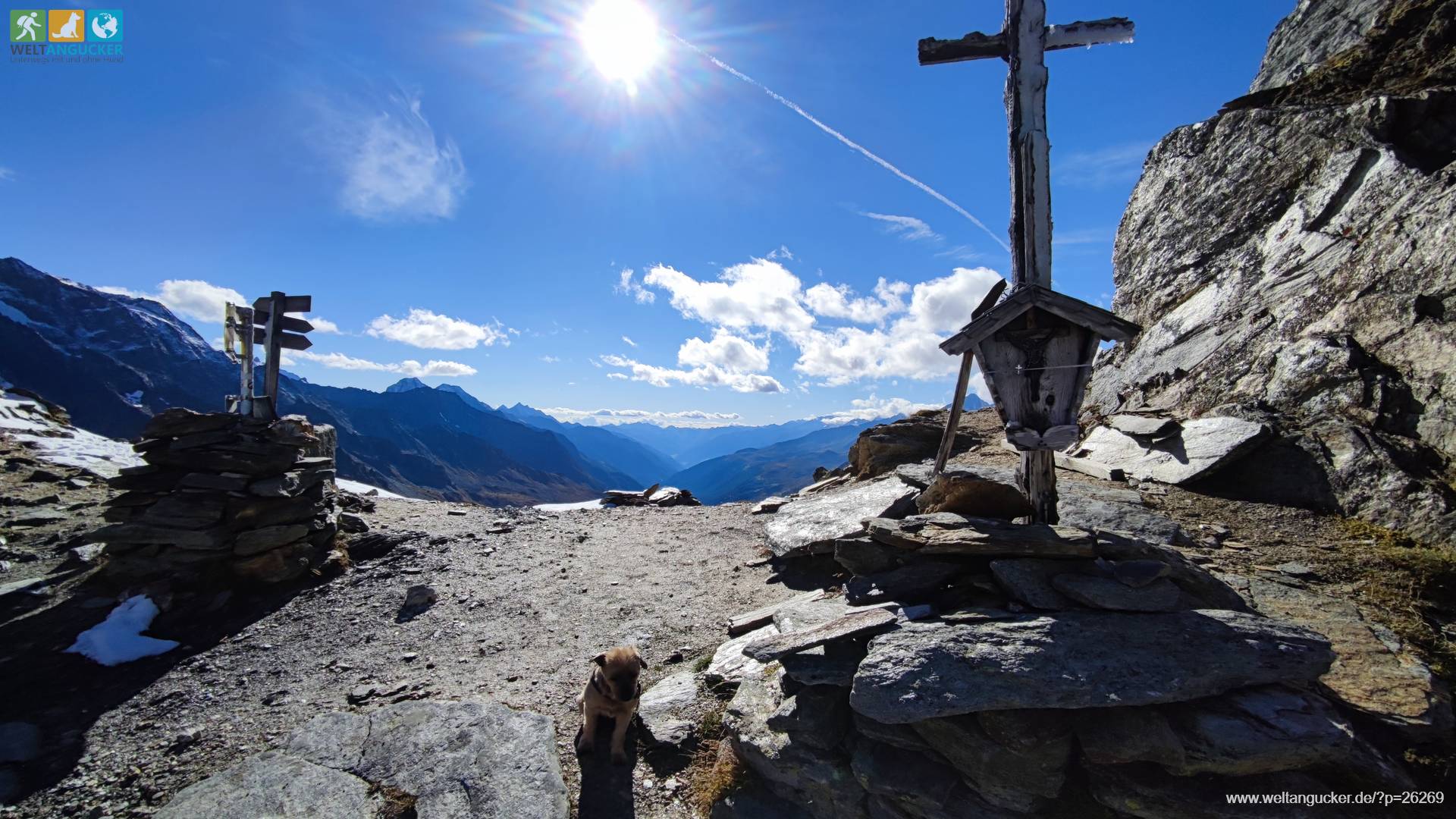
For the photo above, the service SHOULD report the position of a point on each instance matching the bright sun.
(620, 38)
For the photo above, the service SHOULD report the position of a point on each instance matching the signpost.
(267, 324)
(1036, 346)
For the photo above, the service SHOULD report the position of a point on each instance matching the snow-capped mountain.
(115, 360)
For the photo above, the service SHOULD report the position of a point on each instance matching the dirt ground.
(517, 620)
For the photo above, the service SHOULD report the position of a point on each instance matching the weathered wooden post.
(264, 324)
(1036, 346)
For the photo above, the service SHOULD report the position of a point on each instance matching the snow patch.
(364, 488)
(118, 637)
(28, 423)
(570, 506)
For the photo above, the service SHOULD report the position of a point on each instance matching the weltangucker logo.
(66, 36)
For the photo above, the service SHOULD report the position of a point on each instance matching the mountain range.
(114, 360)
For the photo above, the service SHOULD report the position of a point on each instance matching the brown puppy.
(612, 691)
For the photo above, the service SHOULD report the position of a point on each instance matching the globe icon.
(105, 25)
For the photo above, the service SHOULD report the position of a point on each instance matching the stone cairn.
(973, 667)
(223, 497)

=======

▶ What the exercise asks:
Copy out every item above word for word, leaving out the picture.

▶ Exercise response:
For the photo above, the service SHOULD report the position of a point on each instance matching the bright sun.
(620, 38)
For the photo above, the service SHOULD report the position of a point on each instance matching the signpost.
(267, 324)
(1036, 346)
For the photo above, the service SHOULD report the position of a point on each instance matching the snow-capped mountain.
(115, 360)
For the photo above, the service SHOULD report the position of a point on each instance matching the dirt ground.
(517, 620)
For the photo above, the service SHOULD report the position of a point on each instance matching the weathered wooden post.
(264, 324)
(1036, 346)
For the photo above, the service SHOULD report the position of a point on each instance matching the snow patch.
(364, 488)
(118, 637)
(28, 423)
(570, 506)
For the photo above, the service SHOULD report the position of a point on each instance matching the weltangucker logo.
(66, 36)
For the photo above, the service SHOULD report the position of a point on each instance matching the mountain range.
(114, 360)
For the photo above, the service SHOULD report the position of a point on each instance matching the brown puppy.
(612, 691)
For the photo above, the service SHOULD report the position of a point on each instance matching the globe icon.
(105, 25)
For the photo above, the service SHOULD report the position of a point on each instance matching the stone cairn.
(973, 667)
(223, 497)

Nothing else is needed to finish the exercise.